▶ THE RECORDS
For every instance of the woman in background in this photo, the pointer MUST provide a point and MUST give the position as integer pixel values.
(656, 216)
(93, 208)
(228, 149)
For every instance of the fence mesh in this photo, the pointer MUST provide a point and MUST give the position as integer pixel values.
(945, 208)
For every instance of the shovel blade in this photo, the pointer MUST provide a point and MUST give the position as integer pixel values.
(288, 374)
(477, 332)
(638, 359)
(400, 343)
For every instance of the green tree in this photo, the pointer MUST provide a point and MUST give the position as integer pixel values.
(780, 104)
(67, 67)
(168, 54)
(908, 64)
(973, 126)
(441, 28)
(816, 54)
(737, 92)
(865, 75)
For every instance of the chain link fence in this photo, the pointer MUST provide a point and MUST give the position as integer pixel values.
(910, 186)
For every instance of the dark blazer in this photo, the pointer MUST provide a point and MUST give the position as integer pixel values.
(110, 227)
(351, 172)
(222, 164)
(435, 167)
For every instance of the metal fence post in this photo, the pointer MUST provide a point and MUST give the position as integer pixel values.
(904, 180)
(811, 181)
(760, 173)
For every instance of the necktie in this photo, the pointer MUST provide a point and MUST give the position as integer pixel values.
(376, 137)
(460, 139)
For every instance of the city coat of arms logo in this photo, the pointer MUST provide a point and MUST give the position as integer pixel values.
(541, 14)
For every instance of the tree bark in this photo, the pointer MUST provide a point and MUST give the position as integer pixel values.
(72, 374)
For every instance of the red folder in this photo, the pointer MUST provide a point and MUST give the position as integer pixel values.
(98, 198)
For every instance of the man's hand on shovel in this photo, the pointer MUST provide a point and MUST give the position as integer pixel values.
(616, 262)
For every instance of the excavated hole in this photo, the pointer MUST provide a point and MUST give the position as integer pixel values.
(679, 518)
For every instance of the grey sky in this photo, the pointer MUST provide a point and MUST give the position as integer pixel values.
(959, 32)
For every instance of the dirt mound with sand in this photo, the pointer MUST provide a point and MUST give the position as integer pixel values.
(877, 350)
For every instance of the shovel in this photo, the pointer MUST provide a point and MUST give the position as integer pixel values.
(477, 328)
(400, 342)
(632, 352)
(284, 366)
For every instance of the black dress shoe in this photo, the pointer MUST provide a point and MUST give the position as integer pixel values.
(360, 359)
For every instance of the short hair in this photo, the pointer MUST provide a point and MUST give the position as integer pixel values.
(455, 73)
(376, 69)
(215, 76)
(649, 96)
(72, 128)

▶ WHAT TO WORK ON
Your answer must be the lines from the one containing "For every instance of the dirt" to the last line of the entries, repeated exactly and with nothing else.

▶ TASK RESULT
For every instance of the dirt mound with sand in this photo, the pointer MUST provide a point and MUST give the position as integer pixel values.
(877, 350)
For every instance of the shovel in this photo, the pointer MUST provide a point and MUST give the position as integer pixel values.
(477, 328)
(400, 342)
(632, 352)
(284, 366)
For every instance of the black dress shoe in this photo, the pointer MUST provide a point and MUST give the position as integer pixel values.
(360, 359)
For every instance of the short hair in this photo, the pointer MUST provide a point and MUST give the position as integer pixel values.
(455, 73)
(376, 69)
(215, 76)
(649, 96)
(72, 128)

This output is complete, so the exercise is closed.